INSTRUCTIONS TO FOLLOW.
An identical copy of every entry below is the required output.

Referring expression data

※ ※ ※

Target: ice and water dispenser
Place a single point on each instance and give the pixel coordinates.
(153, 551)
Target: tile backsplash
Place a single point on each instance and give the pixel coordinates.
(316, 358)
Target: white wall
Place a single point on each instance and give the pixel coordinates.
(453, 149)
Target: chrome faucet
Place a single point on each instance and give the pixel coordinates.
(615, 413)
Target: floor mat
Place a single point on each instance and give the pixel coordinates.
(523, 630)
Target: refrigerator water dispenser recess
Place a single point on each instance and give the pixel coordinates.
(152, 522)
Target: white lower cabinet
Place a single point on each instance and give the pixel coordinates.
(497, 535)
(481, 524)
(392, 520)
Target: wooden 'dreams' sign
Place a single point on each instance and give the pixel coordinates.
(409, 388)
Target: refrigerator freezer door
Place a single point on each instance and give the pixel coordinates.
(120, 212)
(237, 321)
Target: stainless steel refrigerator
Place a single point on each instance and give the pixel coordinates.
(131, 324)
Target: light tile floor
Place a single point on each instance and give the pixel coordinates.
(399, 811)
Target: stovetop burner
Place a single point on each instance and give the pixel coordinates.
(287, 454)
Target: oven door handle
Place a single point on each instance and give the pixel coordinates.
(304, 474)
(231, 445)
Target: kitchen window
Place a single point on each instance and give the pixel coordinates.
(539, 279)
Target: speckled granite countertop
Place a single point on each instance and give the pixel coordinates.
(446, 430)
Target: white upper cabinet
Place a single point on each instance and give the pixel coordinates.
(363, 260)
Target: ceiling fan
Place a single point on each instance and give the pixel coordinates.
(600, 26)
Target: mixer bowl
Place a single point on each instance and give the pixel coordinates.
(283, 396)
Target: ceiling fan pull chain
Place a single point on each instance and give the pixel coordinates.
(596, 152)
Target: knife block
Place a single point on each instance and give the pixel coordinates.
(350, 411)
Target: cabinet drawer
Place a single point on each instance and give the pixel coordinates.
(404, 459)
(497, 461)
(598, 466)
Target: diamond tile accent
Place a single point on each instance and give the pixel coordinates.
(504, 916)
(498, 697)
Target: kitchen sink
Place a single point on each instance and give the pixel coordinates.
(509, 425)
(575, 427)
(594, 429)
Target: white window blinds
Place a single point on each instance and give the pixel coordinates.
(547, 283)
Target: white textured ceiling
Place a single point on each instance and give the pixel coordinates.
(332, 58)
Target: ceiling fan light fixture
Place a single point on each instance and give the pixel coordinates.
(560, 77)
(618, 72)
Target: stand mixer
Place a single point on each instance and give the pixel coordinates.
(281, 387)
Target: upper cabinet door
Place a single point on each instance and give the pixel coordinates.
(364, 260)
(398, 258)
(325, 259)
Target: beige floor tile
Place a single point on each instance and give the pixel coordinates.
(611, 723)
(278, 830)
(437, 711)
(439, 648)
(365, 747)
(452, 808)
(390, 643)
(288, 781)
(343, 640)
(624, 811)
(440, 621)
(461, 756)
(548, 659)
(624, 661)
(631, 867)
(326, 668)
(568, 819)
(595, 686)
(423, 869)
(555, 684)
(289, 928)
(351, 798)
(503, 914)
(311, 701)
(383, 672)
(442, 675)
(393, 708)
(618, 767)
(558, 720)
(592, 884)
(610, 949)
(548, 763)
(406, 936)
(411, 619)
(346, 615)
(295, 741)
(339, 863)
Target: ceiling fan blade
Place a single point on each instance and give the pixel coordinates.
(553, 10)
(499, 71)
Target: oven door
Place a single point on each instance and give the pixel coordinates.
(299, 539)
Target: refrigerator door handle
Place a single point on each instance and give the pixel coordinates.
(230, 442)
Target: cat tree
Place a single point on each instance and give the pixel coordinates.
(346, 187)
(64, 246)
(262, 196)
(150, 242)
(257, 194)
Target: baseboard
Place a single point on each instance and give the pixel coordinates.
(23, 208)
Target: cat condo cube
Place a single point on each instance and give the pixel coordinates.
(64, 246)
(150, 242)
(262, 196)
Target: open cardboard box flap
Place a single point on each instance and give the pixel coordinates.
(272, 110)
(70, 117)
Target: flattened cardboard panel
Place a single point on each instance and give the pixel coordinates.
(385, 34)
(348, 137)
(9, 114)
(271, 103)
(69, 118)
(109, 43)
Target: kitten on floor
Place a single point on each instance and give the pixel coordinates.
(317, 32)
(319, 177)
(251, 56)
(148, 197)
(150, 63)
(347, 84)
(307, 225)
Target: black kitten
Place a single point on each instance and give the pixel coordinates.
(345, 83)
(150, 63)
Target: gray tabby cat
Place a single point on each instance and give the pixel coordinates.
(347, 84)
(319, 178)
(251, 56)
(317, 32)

※ ※ ※

TASK SOLUTION.
Target: ice and water dispenser
Place a single point on each instance and give the pixel coordinates.
(153, 551)
Target: tile backsplash
Place a single point on each instance and give the pixel coordinates.
(316, 358)
Target: white wall
Place a single point on each instance and give the pixel coordinates.
(453, 149)
Target: chrome faucet
Place a single point on each instance and give the pixel coordinates.
(615, 413)
Target: floor mat
Place a single point on each instance and give the pixel coordinates.
(523, 630)
Target: refrigerator water dispenser recess
Place a single point on each instance and give the pixel coordinates.
(152, 522)
Target: white lower cabinet
Place a single point on each instance and give the pixel coordinates.
(497, 535)
(481, 524)
(392, 520)
Target: wooden 'dreams' sign
Place a single point on each instance and give the pixel coordinates.
(409, 388)
Target: refrigerator freezer door
Place a single point on each instance and give the pixel coordinates.
(120, 212)
(237, 321)
Target: stainless steel refrigerator
Place a single point on each instance and give the pixel coordinates.
(131, 324)
Target: light tile floor
Place a single point on each instance and give the pixel coordinates.
(399, 811)
Target: stovetop burner
Place a single point on each instance and give the pixel coordinates.
(287, 454)
Target: oven door handle
Place a single point on each instance and give the pixel coordinates.
(304, 474)
(231, 445)
Target: kitchen window
Place a single point on each instance and give the pixel coordinates.
(539, 279)
Target: speckled granite countertop
Place a single point on each instance and give the pixel coordinates.
(446, 430)
Target: white upper cabinet
Place a single point on each instance and give the pixel coordinates.
(363, 260)
Target: ceiling fan
Place a single point on each instance and give the pixel coordinates.
(600, 26)
Target: mixer bowl
Place a single point on each instance and give the pixel coordinates.
(283, 396)
Target: ceiling fan pull chain
Place a single point on each instance and give the pixel coordinates.
(596, 152)
Target: knife block
Place a single point on each instance and give the pixel coordinates.
(350, 411)
Target: cabinet drawer
Place a single point on each instance and give the pixel coordinates.
(404, 459)
(497, 461)
(598, 466)
Target: diamond tile accent
Place a single point on each instance and give the pixel coordinates.
(504, 916)
(498, 697)
Target: kitchen sink
Place a single point on each instance and give the pixel coordinates.
(509, 425)
(575, 427)
(594, 429)
Target: white window blinds
Place a single point on each instance and give the pixel coordinates.
(547, 283)
Target: white textured ceiling
Place a single point on each instance and give the pixel coordinates.
(332, 58)
Target: ceiling fan light fixture
Place a single point on each instance and give the pixel coordinates.
(560, 77)
(618, 72)
Target: stand mixer
Place a single point on each instance and give the pixel coordinates.
(281, 387)
Target: upper cabinet door
Place a single point on each instance and give the pixel coordinates.
(364, 260)
(398, 258)
(325, 259)
Target: beige floor tile
Place a single point on each instance and give the pixel coordinates.
(611, 723)
(278, 830)
(437, 711)
(439, 648)
(365, 747)
(452, 808)
(390, 643)
(288, 781)
(343, 640)
(624, 811)
(440, 621)
(461, 756)
(548, 659)
(624, 661)
(631, 867)
(326, 668)
(568, 819)
(595, 686)
(423, 869)
(555, 684)
(289, 928)
(351, 798)
(503, 914)
(311, 701)
(383, 672)
(442, 675)
(393, 708)
(618, 767)
(558, 720)
(592, 884)
(610, 949)
(548, 763)
(406, 936)
(411, 619)
(346, 615)
(295, 741)
(339, 863)
Target: ceiling fan blade
Place a single point on each instance and give the pixel coordinates.
(553, 10)
(499, 71)
Target: oven door
Place a single point on each instance and give the pixel coordinates.
(299, 539)
Target: refrigerator door handle
Place a single point on each instance and give the pixel coordinates.
(230, 442)
Target: cat tree
Place a single point on each instance and give the pixel coordinates.
(346, 187)
(64, 246)
(262, 196)
(150, 242)
(257, 194)
Target: baseboard
Place a single point on each instance and give the pixel coordinates.
(23, 208)
Target: cat condo cube
Place a single point on each instance and give the pixel coordinates.
(64, 246)
(150, 242)
(262, 196)
Target: open cardboard box flap
Place a single point on each instance and give the pixel coordinates.
(272, 110)
(70, 117)
Target: flattened cardboard panel
Place a single point on each instance and give the pixel coordinates.
(385, 34)
(348, 137)
(9, 114)
(271, 103)
(69, 118)
(109, 43)
Target: kitten on floor
Place a single point on each instance and give the pixel coordinates.
(317, 32)
(319, 177)
(251, 56)
(148, 197)
(150, 63)
(347, 84)
(307, 225)
Target: black kitten
Place a single point on each instance and give the pixel coordinates.
(345, 83)
(150, 63)
Target: gray tabby cat
Place a single point on each instance and give the pixel coordinates.
(347, 84)
(319, 178)
(251, 56)
(317, 32)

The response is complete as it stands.